* _SHORT PROBLEM 1_: Report how many lines in the records below contain the word "shop", counting case as significant, and reply with that number alone.

* _TEXT BLOCK_:
============================================================
Screenshot of GraphiQL showing the new entry for allWebmentions
Screenshot of GraphiQL showing the new entry for allWebmentions

If we wanted to fetch all webmentions of our site, we could use the following query:

query Webmentions {
  allWebmentions {
    edges {
      node {
        id
        author {
          name
          photo
          url
        }
        content {
          text
        }
        url
        published(formatString: "YYYY/MM/DD hh:mm")
      }
    }
  }
}

This would return information on each webmention's user, it's content, the url it came from and the date it was published at. The JSON transformer even managed to deduct the correct type for the published field. Since it detected a Date type, we can use the formatString transform to get a preformatted date string 📆.

Querying and displaying webmentions for your blog post

It's nice to have all webmentions for our site, but a more practical query is to ask for mentions of a specific post on our site. For that, we'll filter webmentions by their wm_target property. wm_target is the public url of the post.

query Webmentions {
  allWebmentions(
    filter: {
      wm_target: { eq: $publicUrl }
    }
    sort: {
      fields: published, order: ASC
    }
  ) {
  (...)
  }
}

At the same time, we can also use the published property to sort the posts by their publishing date. The $publicUrl variable we can pass to Gatsby's createPage function like this:

const { slug } = post.node.fields;
createPage({
  path: slug,
  component: blogPost,
  context: {
    publicUrl: ensureTrailingSlash(YOUR_DOMAIN + slug),
  },
});

I noticed that all wm_target values have a trainling slash, but only some of the slugs did, so I made a little helper function (ensureTrailingSlash) that appends a slash in case the slug doesn't have one.
============================================================
* _ENTRIES_:
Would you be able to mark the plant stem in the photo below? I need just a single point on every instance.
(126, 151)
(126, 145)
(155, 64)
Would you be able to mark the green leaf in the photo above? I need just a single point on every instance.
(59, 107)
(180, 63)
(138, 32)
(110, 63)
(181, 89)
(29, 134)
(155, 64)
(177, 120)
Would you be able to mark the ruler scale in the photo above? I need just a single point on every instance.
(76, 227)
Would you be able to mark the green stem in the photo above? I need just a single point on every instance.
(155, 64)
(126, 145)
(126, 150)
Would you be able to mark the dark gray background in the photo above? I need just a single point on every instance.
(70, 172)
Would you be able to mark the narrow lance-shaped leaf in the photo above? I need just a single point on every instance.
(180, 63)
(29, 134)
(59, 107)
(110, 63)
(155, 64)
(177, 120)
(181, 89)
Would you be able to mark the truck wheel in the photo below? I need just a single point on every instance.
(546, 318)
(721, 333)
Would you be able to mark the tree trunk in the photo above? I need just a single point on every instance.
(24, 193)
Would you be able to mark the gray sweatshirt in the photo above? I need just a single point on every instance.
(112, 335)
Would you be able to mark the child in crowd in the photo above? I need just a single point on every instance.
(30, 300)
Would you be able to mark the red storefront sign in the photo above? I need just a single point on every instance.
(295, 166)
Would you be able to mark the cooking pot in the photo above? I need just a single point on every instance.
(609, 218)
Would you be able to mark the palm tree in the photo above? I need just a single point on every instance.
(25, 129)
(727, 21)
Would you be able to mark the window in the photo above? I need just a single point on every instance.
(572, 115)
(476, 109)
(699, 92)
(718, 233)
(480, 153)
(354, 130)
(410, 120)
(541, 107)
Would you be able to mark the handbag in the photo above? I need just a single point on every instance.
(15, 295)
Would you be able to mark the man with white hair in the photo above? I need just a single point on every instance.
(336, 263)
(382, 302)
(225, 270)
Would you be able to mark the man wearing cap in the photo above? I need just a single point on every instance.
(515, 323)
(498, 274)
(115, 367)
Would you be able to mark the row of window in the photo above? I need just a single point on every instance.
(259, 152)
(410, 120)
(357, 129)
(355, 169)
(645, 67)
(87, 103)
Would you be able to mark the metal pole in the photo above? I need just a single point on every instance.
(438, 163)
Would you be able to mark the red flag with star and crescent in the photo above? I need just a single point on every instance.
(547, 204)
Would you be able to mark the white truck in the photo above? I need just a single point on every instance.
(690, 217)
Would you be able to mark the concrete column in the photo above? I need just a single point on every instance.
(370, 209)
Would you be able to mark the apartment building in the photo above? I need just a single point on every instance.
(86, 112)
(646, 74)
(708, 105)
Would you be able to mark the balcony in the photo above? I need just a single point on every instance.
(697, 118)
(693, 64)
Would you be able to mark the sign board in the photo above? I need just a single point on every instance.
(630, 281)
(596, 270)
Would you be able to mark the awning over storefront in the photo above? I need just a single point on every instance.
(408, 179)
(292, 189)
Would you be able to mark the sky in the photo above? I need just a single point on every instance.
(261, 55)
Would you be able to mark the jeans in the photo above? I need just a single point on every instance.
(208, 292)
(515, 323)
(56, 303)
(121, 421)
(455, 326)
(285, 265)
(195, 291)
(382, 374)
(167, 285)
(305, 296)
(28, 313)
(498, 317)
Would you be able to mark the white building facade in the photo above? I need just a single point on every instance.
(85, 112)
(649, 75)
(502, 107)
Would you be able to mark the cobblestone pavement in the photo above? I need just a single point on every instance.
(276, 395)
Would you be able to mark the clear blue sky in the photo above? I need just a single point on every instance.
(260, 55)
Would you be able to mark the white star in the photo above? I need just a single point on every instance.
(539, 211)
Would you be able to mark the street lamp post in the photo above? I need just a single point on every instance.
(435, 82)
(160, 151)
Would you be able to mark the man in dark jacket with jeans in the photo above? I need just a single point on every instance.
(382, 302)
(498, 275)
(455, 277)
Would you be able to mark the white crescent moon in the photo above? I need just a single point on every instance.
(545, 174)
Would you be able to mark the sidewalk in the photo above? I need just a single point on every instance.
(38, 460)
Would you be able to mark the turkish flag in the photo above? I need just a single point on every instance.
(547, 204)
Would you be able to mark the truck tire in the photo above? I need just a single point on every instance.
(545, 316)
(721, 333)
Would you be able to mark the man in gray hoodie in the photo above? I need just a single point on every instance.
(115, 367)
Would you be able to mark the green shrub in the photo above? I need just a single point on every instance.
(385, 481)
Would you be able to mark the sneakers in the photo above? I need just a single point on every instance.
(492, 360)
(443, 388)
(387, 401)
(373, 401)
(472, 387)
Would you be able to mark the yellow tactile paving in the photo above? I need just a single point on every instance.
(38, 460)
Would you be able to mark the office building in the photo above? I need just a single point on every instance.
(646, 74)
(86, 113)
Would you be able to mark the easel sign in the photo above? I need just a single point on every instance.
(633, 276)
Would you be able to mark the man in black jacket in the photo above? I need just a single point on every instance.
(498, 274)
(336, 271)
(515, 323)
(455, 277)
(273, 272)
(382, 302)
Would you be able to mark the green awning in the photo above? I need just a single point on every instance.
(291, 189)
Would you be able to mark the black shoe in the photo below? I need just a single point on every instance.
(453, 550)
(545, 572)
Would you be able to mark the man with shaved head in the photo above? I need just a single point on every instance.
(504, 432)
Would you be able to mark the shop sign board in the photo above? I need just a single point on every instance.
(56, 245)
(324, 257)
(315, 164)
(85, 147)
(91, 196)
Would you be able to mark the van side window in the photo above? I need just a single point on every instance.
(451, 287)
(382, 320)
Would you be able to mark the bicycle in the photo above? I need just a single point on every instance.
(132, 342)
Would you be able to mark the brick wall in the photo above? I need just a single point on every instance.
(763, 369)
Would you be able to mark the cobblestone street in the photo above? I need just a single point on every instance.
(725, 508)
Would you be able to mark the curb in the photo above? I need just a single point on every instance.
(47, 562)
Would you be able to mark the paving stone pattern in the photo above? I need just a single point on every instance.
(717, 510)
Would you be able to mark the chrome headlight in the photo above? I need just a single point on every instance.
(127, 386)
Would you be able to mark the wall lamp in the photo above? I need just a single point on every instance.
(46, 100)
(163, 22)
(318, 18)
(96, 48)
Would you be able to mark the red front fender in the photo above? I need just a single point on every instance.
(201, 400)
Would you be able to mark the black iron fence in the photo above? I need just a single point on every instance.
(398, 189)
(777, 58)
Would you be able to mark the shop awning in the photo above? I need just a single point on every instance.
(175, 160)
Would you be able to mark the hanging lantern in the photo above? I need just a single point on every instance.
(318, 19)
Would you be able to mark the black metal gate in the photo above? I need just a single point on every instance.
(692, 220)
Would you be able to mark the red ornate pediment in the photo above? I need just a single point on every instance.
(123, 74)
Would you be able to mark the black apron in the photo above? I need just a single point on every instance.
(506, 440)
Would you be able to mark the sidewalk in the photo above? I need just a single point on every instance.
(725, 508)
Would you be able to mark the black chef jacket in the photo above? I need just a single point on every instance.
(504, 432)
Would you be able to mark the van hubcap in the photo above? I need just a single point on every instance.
============================================================
* _SHORT PROBLEM 2_: Reproduce, character for character, everything in the webmentions text above from "I noticed that" down to "doesn't have one.".

* _TASK RESPONSE 1_: 2

* _TASK RESPONSE 2_:
I noticed that all wm_target values have a trainling slash, but only some of the slugs did, so I made a little helper function (ensureTrailingSlash) that appends a slash in case the slug doesn't have one.